--- Text excerpt Enclosed Below ---
No statistically significant differences in oxygenation among positions could be found in the whole group of patients. However, in some patients, oxygenation changed markedly in different positions, including two patients who developed marked hypoxemia in lateral steep position. These changes correlated neither with static compliance nor with any other of the measured parameters, which made them unpredictable. In some patients, chest X-rays revealed bilateral shadowing with one side predominant. Oxygenation showed no predictable correlation between the position of the “better side” up or down. In a study on 44 patients with unilateral pneumonia or tuberculosis, Choe and co-workers found a relationship between the amount of ventilation going to the normal lung and improvement in oxygenation [19]. These findings conform with the data published by Nelson and Anderson [9], who also found high interindividual variability with oxygenation and attributed the phenomenon to asymmetric lung disease, a conclusion which we were not able to draw from our findings. In some of the patients in that study, changes in oxygenation associated with positional changes correlated with changes in pulmonary shunt fraction. We were not able to reproduce these findings in our patients and it may be doubted whether the 90° lateral decubitus position used by Choe and co-workers can be compared with the 62° lateral position used with continuous rotation therapy.

Hemodynamics remained unchanged in most of our patients, with the exception of the two in whom the study had to be terminated prematurely. In these two patients the arterial oxygen saturation declined to values below 80% after 10 and 20 min in the left lateral steep position during phase II, respectively. Concomitantly, arterial blood pressure as well as tidal volumes and compliance decreased, suggesting hypoventilation. In one of these patients, asymmetrical shadowing had been observed on the chest radiographs. This patient worsened during the “good side up” position. The patients had been stable in the left lateral steep position during phase I and quickly recovered after being restored to supine position. Cardiac index and pulmonary shunt fraction did not change significantly. Bein et al. described changes in cardiac index during lateral steep positioning, showing an increase in left lateral position and a decrease in right lateral position [12]. The authors attributed these changes to gravitational forces. In our patients, comparable changes of cardiac index could not be observed, although a small, yet not statistically significant, tendency towards higher values of cardiac index in LLP was seen.

To date, no recommendations regarding the duration of the pause in lateral steep position exist. Our data do not advocate a prolonged duration of the extreme position: none of the patients showed clinically relevant improvement regarding oxygenation during 30 min of lateral steep position, but two patients developed hypoxia. Therefore, no beneficial effects of continuous rotation therapy can be derived from our data. However, we do not believe our study proves the method worthless. Since we investigated the effect of keeping a patient in lateral steep position for a certain period of time, we can only conclude that doing this does not lead to beneficial effects and can even be detrimental. We cannot derive any conclusions about long-term effects of continuous rotation from our data.

In conclusion, our results suggest that lateral steep positioning impairs the compliance of the respiratory system. With respect to gas exchange, individual response to the different positions is unpredictable. While most patients remained stable with regard to cardiac output and blood pressure, prolonged steep positioning can lead to a severe impairment of vital parameters in some cases. The pauses in the “extreme” position should be as short as possible.
--- End of Enclosed Text excerpt ---
--- Dataset extract Enclosed Below ---
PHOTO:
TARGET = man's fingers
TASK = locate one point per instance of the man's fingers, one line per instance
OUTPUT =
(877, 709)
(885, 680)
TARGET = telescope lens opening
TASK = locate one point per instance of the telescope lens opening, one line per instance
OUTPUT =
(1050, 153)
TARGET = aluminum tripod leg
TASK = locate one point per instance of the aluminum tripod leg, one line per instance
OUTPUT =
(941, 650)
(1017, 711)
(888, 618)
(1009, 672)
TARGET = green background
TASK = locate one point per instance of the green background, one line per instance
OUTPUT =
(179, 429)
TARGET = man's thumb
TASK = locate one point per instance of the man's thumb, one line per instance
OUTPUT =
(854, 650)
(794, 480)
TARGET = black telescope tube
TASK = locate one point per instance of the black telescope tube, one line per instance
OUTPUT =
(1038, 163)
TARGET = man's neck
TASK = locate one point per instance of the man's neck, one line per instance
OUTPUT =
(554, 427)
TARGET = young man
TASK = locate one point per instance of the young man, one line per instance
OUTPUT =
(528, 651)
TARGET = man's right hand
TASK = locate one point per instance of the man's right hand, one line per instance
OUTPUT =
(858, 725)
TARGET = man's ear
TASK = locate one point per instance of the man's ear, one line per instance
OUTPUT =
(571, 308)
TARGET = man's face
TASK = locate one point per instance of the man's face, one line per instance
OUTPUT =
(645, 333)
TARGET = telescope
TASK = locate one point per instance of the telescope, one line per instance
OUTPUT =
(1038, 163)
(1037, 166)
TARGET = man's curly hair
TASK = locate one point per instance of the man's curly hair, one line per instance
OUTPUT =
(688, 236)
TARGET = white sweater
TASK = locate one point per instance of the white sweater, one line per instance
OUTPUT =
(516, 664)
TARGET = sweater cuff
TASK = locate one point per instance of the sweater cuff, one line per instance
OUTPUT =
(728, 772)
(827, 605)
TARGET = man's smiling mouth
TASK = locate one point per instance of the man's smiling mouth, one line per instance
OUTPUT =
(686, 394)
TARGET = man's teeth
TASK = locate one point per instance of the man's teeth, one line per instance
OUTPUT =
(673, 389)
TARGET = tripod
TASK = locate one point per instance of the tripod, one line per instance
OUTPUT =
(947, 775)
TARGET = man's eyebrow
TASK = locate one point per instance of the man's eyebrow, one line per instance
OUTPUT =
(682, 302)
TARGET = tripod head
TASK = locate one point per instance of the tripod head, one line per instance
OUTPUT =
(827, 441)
--- End of Enclosed Dataset extract ---
Copy the text on lateral steep positioning from "To date, no" to "rotation from our data.", substituting "harmful" for "detrimental".

▶ _Solution below_
To date, no recommendations regarding the duration of the pause in lateral steep position exist. Our data do not advocate a prolonged duration of the extreme position: none of the patients showed clinically relevant improvement regarding oxygenation during 30 min of lateral steep position, but two patients developed hypoxia. Therefore, no beneficial effects of continuous rotation therapy can be derived from our data. However, we do not believe our study proves the method worthless. Since we investigated the effect of keeping a patient in lateral steep position for a certain period of time, we can only conclude that doing this does not lead to beneficial effects and can even be harmful. We cannot derive any conclusions about long-term effects of continuous rotation from our data.